» EXERCISE TASK
Write out every one of the entries below word for word, keeping each line in its original order.

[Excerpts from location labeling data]
# # # # #
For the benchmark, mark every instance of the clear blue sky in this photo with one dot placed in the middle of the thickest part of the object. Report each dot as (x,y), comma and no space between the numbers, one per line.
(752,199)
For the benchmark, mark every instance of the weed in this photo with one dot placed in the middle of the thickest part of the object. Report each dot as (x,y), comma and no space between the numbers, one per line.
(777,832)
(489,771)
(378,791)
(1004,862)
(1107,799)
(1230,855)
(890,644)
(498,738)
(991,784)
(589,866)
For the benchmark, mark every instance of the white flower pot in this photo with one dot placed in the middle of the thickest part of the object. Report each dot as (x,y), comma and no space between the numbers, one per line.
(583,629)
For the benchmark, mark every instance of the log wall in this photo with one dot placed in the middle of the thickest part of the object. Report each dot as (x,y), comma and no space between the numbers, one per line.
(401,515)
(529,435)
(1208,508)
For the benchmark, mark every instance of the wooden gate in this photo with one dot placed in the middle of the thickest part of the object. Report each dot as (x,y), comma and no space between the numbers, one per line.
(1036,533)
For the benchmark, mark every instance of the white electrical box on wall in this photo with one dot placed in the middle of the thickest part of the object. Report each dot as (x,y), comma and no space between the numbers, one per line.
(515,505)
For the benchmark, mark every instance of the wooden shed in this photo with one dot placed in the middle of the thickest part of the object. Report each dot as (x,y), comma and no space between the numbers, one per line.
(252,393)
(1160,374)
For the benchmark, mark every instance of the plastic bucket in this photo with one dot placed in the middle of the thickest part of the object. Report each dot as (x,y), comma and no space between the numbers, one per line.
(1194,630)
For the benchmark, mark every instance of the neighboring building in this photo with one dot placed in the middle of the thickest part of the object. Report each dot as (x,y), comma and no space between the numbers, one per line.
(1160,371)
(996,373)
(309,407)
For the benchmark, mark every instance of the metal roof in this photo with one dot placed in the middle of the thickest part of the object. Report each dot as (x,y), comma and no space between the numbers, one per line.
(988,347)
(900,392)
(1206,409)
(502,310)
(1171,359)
# # # # #
» TASK OUTPUT
For the benchmark, mark every instance of the clear blue sky in this photo with one dot placed in the middle of the thickest part of the object. Report each dot as (x,y), comma and no space between the numbers, one per line.
(752,199)
For the benchmark, mark every instance of the weed in this photo with one dot placed in the middle of the thickest part of the object. Report each dot as (x,y), comma and no space between the numbers, one per line.
(777,832)
(489,771)
(378,791)
(1004,862)
(1107,799)
(1230,855)
(890,644)
(498,738)
(991,784)
(589,866)
For the benchmark, mark every instance of the white flower pot in this photo with one dot placed in the middle of the thickest part of the object. Report each dot as (x,y), comma and no space between the numbers, one per line.
(583,629)
For the benchmark, mark every instance of the log wall in this photo with one dot placed in the middle of the thickest part of the object. Report each dot as (x,y), comma and no space between the numbers, one per line.
(401,515)
(529,435)
(1208,508)
For the benchmark, mark every instance of the wooden gate in this photo with one dot placed in the middle of the thickest part of the object. Report each dot as (x,y), comma and no space between the numbers, one per line.
(1036,533)
For the benchmark, mark every instance of the white electrical box on wall in this photo with one dot placed in the middle of the thickest part of the object. Report each dot as (x,y), comma and no space between the numbers, one per line.
(515,505)
For the benchmark, mark every instance of the wooden shed in this photo with one dot placed in the middle of the thickest part of the object. Report each dot as (x,y), comma and no space between the numbers, one per line.
(252,393)
(1160,374)
For the benchmark, mark every instance of the plastic bucket in this photo with one dot placed in the middle of the thickest part of the object. Report each dot as (x,y), comma and no space between the numbers, one per line.
(1194,630)
For the benchmark, mark every instance of the neighboring building in this photo with one dot placed in the middle of the thickest part of the object. Report each dot as (x,y), comma and no space between the numbers, one per line.
(1160,371)
(996,373)
(309,407)
For the benchmark, mark every instance of the metal roof in this photo with one dot placed in the middle of the thickest part of the object. Report each dot as (x,y), comma and no space between the numbers, one per line.
(988,347)
(900,392)
(1206,409)
(502,310)
(1171,359)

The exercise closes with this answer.